## CONSIGNES:
Repérez dans les entrées ci-dessous toutes les lignes qui contiennent le mot « rocky », puis recopiez-les. Respectez la casse.

***

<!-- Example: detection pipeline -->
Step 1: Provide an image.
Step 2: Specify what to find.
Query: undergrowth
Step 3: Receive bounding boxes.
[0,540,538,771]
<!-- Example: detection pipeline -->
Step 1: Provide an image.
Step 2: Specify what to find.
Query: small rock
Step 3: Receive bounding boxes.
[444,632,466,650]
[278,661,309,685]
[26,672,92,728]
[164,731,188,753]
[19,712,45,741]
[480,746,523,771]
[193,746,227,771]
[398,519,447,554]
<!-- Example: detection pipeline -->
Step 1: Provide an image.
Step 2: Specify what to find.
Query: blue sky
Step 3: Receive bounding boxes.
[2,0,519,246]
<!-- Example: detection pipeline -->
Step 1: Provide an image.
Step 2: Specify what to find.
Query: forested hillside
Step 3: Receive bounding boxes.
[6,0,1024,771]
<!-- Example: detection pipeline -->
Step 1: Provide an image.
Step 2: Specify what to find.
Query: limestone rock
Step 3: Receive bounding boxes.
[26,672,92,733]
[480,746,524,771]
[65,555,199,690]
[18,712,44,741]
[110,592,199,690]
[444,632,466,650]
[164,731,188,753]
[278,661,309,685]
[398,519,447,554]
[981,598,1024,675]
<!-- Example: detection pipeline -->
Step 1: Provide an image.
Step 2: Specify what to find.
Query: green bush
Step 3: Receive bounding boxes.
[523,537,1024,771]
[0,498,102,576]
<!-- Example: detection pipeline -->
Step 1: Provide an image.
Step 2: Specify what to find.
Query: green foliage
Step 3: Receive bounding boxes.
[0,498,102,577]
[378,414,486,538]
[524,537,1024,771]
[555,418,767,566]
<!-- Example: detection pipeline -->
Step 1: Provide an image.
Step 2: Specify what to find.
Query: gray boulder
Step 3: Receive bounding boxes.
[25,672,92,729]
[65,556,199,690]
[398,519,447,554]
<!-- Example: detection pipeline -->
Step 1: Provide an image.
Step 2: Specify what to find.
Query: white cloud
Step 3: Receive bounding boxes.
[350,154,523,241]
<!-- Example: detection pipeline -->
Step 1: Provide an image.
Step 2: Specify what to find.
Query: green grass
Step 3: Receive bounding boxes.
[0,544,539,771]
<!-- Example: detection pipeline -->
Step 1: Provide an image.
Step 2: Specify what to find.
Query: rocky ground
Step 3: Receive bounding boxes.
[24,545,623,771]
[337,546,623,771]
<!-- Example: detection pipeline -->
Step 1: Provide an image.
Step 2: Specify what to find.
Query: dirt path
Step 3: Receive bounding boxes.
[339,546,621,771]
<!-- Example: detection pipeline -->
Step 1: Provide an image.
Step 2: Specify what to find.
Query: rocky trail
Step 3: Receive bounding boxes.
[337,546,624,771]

***

## RÉPONSE CI-DESSOUS:
Query: rocky ground
Query: rocky trail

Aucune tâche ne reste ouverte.